Brief: Beginning at the line that contains "Tag one point on every instance of the candle" and continuing through the end of the records, rewrite every line, requests included, with each coordinate in the answers multiplied by 0.25 and rounded to a whole number, halves rounding up. Give only those lines.

Data:
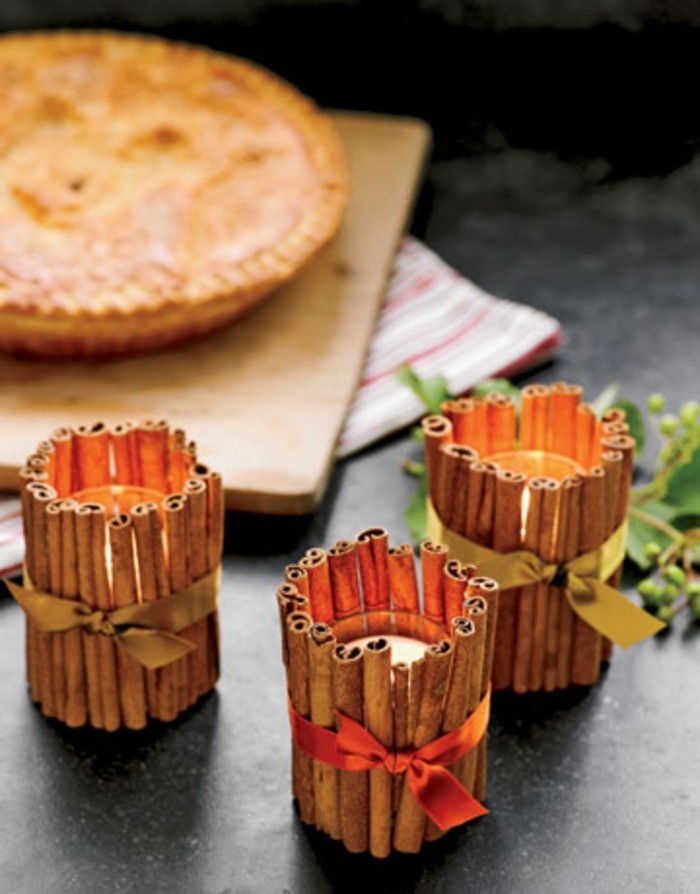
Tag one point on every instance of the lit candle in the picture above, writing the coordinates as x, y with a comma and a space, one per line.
404, 649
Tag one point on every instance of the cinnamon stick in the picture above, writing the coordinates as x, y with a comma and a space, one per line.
472, 629
91, 456
454, 485
456, 703
62, 439
316, 564
437, 430
326, 804
298, 575
561, 435
173, 694
298, 626
353, 786
198, 565
402, 678
378, 714
433, 557
39, 643
345, 588
132, 683
486, 591
152, 449
461, 414
372, 557
57, 667
72, 641
573, 487
534, 417
410, 820
402, 579
587, 642
545, 549
556, 553
122, 439
153, 579
524, 630
455, 577
585, 433
500, 421
289, 600
507, 534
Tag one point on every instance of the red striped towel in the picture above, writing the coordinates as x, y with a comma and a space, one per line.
433, 319
438, 322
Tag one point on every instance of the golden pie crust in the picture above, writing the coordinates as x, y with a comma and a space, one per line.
150, 191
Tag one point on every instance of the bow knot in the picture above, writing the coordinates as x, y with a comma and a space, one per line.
582, 580
560, 577
147, 631
398, 762
100, 622
439, 793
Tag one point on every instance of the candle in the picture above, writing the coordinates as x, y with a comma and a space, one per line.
404, 649
117, 518
554, 483
409, 672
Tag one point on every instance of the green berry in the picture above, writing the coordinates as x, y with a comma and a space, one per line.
650, 592
656, 403
667, 453
668, 425
675, 575
652, 551
692, 590
689, 413
666, 614
669, 594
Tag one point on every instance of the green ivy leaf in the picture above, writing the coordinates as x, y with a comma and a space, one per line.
683, 486
502, 386
416, 514
660, 510
690, 522
639, 533
432, 391
605, 399
635, 420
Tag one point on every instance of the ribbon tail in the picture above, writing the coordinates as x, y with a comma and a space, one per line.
611, 613
152, 648
442, 797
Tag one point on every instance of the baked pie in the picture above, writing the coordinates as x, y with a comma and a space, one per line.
151, 191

Full solution:
Tag one point on every instance of the candle in the picture above, writing the coordinates as x, y with a comma and a space, one per line.
101, 162
29, 130
139, 121
102, 168
Tag one point on every instance of the green berry in the picture above, writing the coordinates as x, y with a comma and a space, one per line.
163, 148
164, 101
167, 113
167, 106
169, 144
163, 138
173, 148
172, 103
167, 154
167, 149
Tag one point on every instance of the green ivy leaf in the picture above, writing the coordinates as x, y with a comma and a space, one per line.
171, 122
126, 97
104, 129
165, 128
173, 131
160, 133
108, 98
151, 100
159, 105
Tag one point on every instance of the ribbon tail in the picture above, writing the coordinates as x, y with a comma and a space, one per line.
153, 153
38, 162
111, 199
Tag one point on every instance of the baked pie in the picture above, writing the coordinates as x, y with a comma and a space, one per line.
38, 48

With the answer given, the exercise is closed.